_Required work_: Offset every coordinate in the answers below by -32, and write out all the lines again, unchanged apart from that, starting with the first line and going on through the line that contains "(1301, 331)".

_Exercise material_:
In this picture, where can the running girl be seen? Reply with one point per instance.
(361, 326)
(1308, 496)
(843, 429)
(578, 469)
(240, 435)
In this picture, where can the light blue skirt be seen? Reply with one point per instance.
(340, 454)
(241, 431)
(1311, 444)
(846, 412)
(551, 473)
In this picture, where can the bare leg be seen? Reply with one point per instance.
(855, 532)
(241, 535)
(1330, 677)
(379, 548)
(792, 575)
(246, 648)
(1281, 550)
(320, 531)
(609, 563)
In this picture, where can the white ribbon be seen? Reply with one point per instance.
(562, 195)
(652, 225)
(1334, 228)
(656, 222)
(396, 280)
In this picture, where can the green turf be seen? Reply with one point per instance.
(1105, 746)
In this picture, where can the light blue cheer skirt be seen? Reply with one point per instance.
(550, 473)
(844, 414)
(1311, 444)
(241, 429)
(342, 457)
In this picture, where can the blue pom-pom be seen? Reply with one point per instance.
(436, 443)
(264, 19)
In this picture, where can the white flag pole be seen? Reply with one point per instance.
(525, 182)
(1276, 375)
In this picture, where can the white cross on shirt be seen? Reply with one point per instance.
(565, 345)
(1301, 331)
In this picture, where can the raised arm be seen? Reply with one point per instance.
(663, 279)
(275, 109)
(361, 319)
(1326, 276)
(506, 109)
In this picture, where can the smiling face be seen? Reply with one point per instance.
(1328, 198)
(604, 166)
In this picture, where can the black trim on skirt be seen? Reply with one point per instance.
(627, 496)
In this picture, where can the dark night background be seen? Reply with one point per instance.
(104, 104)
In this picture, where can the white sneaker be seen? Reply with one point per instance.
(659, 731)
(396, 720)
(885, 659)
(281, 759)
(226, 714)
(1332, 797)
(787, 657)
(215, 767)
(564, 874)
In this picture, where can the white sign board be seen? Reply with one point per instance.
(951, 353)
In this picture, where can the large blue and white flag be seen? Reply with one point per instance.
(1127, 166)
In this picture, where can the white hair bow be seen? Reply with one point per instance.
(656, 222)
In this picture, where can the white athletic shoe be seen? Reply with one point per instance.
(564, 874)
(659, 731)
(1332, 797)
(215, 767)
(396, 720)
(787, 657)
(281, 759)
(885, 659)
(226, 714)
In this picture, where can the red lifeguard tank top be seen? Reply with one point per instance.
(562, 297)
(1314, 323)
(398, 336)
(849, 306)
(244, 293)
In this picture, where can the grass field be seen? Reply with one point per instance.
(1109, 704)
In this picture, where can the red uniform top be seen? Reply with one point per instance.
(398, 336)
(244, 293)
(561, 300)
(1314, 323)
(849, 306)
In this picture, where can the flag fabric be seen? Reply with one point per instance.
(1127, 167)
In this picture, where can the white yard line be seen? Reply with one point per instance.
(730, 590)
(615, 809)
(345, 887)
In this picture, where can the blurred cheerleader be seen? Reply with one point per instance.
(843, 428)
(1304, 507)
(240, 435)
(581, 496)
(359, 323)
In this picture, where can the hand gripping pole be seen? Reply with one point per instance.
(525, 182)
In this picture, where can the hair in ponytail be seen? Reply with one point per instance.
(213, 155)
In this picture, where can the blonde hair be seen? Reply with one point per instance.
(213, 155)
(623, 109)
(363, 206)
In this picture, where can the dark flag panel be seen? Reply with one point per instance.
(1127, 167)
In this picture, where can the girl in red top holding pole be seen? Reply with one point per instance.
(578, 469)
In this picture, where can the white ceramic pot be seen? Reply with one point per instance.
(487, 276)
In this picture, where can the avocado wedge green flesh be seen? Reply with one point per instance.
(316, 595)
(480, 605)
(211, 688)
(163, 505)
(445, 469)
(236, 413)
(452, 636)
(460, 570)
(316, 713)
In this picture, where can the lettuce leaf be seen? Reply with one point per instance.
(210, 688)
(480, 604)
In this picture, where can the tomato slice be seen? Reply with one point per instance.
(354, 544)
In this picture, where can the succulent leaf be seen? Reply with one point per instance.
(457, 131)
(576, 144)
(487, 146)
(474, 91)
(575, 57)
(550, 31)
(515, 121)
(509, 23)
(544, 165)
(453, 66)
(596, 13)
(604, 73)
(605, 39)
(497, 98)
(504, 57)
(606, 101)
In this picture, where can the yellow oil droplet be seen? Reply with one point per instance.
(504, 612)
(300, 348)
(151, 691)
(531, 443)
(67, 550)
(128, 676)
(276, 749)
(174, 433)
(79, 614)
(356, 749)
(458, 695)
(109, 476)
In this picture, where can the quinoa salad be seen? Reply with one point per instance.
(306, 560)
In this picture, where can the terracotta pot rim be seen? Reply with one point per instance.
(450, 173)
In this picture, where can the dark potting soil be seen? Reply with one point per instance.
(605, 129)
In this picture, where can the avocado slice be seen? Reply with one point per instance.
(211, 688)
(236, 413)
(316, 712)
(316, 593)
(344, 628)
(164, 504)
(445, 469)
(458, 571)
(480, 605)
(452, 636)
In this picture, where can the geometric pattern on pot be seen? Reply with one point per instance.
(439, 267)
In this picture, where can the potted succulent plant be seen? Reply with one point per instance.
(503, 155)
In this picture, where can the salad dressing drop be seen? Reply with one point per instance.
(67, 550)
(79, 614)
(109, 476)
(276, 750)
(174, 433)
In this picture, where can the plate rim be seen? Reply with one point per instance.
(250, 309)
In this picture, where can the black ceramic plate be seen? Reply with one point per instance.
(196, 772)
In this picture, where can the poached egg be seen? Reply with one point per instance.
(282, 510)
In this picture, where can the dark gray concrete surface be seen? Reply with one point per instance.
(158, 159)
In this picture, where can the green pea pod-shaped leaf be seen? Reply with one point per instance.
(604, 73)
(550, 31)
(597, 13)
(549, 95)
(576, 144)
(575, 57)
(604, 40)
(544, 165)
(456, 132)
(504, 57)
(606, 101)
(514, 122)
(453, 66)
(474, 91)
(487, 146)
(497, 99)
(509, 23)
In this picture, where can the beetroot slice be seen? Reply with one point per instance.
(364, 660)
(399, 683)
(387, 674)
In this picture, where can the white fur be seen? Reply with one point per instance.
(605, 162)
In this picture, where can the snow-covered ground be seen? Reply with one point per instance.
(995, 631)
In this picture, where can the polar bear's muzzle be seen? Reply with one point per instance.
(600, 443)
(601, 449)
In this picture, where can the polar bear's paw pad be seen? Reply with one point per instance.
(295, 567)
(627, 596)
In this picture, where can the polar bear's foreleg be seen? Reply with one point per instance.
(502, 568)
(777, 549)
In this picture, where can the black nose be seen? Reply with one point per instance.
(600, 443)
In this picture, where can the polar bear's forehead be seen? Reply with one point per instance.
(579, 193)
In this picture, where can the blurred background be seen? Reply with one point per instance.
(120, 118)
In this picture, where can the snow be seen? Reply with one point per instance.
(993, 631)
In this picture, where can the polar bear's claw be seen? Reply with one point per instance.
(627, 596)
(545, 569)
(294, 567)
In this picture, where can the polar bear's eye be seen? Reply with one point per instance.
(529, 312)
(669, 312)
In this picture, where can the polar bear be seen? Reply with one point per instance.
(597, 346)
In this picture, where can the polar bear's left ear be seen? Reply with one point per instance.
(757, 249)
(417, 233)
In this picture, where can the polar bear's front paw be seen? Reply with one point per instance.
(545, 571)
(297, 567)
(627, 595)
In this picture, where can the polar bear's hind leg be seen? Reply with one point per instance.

_Written response_:
In this picture, where can the running girl be seen? Reply with one point per instance.
(329, 294)
(1276, 464)
(811, 397)
(546, 437)
(208, 403)
In this picture, where can the light blue skirt be seen? Reply with one point per instance.
(308, 422)
(209, 399)
(1279, 412)
(814, 380)
(519, 441)
In this picture, where can the bare leg be seen? Reply with one point per instance.
(823, 500)
(209, 503)
(1298, 645)
(347, 516)
(760, 543)
(214, 616)
(1249, 518)
(288, 499)
(577, 531)
In this picture, where can the white ribbon be seen? Reply with one point per instance.
(530, 163)
(620, 193)
(1302, 196)
(624, 190)
(364, 248)
In this picture, where can the green turf be seen? Reply with one point per instance.
(1073, 714)
In this picture, where can the light blue cheer skirt be seen? Reply with one point per instance.
(518, 441)
(812, 382)
(1279, 412)
(209, 397)
(310, 425)
In this picture, where can the blue pom-pom be seen? Reply with one point per instance.
(404, 411)
(232, -13)
In this picture, where can the white flag pole be seen? Reply with one point per instance.
(493, 150)
(1244, 343)
In this picture, where can the white cross on shirt be seen? Reply with one point per instance.
(533, 313)
(1269, 299)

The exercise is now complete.